What you have to do :: From the line containing "Your task is to detect glass jar" onward, every line of the entries is to be set down exactly, the last line included.

Text-to-region grounding data

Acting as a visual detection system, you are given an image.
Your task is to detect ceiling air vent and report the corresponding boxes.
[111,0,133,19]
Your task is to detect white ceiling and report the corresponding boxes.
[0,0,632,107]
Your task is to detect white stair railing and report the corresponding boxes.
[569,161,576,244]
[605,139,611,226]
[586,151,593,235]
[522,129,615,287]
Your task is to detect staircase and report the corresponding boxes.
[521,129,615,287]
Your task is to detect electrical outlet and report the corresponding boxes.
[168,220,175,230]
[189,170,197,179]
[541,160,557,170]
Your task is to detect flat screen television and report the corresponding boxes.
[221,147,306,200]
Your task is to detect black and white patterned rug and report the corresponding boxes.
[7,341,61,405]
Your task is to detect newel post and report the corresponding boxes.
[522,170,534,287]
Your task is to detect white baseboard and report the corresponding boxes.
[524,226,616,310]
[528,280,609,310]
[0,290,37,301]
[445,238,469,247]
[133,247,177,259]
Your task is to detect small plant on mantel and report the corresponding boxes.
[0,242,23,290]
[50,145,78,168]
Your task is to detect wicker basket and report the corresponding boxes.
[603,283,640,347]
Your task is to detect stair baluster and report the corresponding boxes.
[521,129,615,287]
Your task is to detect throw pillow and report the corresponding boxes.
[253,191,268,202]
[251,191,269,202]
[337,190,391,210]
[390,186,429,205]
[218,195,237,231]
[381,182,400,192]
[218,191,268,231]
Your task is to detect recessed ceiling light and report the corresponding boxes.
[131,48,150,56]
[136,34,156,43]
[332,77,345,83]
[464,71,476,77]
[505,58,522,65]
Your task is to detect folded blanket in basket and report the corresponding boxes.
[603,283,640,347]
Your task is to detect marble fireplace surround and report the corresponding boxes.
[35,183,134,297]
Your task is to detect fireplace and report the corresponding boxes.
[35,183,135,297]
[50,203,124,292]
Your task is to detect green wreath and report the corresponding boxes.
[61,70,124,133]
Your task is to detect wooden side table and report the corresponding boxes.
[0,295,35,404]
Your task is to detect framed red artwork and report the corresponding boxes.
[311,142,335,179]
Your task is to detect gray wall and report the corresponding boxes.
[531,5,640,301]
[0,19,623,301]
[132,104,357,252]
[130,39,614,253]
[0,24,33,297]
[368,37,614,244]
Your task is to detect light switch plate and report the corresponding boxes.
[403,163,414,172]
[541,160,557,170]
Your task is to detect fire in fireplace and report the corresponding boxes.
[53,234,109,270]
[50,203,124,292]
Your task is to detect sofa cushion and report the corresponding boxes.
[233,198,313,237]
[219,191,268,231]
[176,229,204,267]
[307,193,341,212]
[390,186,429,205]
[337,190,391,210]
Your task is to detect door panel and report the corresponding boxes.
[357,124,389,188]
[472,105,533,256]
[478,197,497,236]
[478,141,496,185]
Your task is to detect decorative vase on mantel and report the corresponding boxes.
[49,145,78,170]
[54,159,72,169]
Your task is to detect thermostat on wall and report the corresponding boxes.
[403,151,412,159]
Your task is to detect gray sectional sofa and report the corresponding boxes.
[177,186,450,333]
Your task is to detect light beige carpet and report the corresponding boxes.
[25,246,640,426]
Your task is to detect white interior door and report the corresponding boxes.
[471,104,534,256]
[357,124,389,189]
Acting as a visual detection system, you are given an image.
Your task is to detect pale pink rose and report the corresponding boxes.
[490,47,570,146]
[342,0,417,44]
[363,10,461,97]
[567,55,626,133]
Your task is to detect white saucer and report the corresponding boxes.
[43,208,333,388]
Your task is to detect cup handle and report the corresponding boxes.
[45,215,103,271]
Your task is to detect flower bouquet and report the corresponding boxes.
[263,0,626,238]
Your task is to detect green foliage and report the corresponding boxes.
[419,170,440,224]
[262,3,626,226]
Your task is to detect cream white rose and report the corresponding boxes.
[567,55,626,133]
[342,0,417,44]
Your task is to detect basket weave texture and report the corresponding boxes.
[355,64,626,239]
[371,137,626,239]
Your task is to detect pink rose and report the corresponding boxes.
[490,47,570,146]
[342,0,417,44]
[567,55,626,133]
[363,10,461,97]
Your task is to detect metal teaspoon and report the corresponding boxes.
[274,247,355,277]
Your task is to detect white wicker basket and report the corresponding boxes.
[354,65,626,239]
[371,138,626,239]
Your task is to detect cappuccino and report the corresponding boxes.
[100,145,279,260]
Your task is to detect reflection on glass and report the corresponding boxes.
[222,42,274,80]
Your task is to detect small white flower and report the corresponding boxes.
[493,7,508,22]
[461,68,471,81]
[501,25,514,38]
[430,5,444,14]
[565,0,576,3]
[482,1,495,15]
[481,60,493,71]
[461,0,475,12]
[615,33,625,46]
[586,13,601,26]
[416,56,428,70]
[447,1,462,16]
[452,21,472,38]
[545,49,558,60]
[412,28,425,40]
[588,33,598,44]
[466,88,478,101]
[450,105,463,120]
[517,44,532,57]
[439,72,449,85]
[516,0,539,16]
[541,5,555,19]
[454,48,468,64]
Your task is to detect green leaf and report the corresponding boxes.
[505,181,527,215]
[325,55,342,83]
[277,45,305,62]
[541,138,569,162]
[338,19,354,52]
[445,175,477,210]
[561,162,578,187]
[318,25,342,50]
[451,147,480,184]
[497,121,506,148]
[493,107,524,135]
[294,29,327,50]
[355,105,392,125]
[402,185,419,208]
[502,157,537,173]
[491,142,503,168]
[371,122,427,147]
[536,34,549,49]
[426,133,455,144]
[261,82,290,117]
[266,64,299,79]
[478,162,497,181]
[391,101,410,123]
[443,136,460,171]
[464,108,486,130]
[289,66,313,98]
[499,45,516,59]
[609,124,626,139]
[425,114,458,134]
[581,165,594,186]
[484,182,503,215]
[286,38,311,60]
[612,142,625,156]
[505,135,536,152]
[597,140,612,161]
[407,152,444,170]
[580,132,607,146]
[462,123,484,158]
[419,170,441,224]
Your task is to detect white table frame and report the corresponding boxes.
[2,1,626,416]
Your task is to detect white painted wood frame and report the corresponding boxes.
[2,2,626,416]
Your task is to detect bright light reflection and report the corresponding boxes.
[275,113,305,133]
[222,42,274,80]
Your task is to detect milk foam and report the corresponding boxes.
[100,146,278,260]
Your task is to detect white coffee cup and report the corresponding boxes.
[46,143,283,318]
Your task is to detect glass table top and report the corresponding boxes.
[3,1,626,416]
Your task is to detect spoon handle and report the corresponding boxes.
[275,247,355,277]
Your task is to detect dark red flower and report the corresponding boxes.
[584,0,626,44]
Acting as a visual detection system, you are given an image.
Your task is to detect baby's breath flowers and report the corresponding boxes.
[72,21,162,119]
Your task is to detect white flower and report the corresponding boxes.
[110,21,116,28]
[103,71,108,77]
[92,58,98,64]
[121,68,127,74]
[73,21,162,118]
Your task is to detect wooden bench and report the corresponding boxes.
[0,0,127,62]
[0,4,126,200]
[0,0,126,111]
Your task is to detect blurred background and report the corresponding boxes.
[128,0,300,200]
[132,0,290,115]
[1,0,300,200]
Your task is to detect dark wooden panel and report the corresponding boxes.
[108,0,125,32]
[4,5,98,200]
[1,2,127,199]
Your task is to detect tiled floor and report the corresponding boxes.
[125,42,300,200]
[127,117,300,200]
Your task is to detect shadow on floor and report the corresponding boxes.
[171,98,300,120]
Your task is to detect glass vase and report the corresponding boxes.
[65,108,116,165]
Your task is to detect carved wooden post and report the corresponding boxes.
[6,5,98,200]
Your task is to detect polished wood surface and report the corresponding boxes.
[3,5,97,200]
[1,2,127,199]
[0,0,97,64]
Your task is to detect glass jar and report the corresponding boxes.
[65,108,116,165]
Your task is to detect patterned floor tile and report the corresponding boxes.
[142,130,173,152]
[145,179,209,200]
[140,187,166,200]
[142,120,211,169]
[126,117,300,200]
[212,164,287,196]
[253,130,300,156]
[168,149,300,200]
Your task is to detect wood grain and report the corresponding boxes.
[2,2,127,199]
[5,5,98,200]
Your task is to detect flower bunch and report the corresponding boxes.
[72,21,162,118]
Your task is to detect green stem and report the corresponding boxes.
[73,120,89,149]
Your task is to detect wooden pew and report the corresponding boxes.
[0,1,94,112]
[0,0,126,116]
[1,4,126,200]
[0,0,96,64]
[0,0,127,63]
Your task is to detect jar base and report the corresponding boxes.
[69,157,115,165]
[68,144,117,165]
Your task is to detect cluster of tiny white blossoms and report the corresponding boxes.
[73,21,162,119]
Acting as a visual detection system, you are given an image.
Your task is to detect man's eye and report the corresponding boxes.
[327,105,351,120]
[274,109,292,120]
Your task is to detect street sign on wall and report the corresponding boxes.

Result ::
Your task is to detect glass jar and report the corresponding boxes.
[65,108,116,165]
Your task is to detect patterned floor tile and report the corresponding boxes.
[142,130,173,152]
[145,179,209,200]
[140,187,166,200]
[142,120,211,169]
[126,117,300,200]
[212,164,287,196]
[253,130,300,156]
[168,149,300,200]
Your task is to detect wood grain and report the corresponding boxes.
[2,2,127,199]
[5,5,98,200]
Your task is to detect flower bunch and report the corresponding boxes.
[72,21,162,118]
Your task is to detect green stem and report the corresponding boxes.
[73,120,89,149]
Your task is to detect wooden pew and report the corresponding boxes.
[0,1,94,112]
[0,0,126,116]
[1,4,126,200]
[0,0,96,64]
[0,0,127,63]
Your task is to detect jar base and report the corresponding boxes.
[69,157,115,165]
[68,144,117,165]
Your task is to detect cluster of tiny white blossoms and report the corresponding boxes.
[73,21,162,119]
Acting as a visual detection system, you are given an image.
Your task is to detect man's eye and report the corresponding boxes.
[327,105,351,120]
[274,109,292,120]
Your task is to detect street sign on wall and report the corresponding boxes.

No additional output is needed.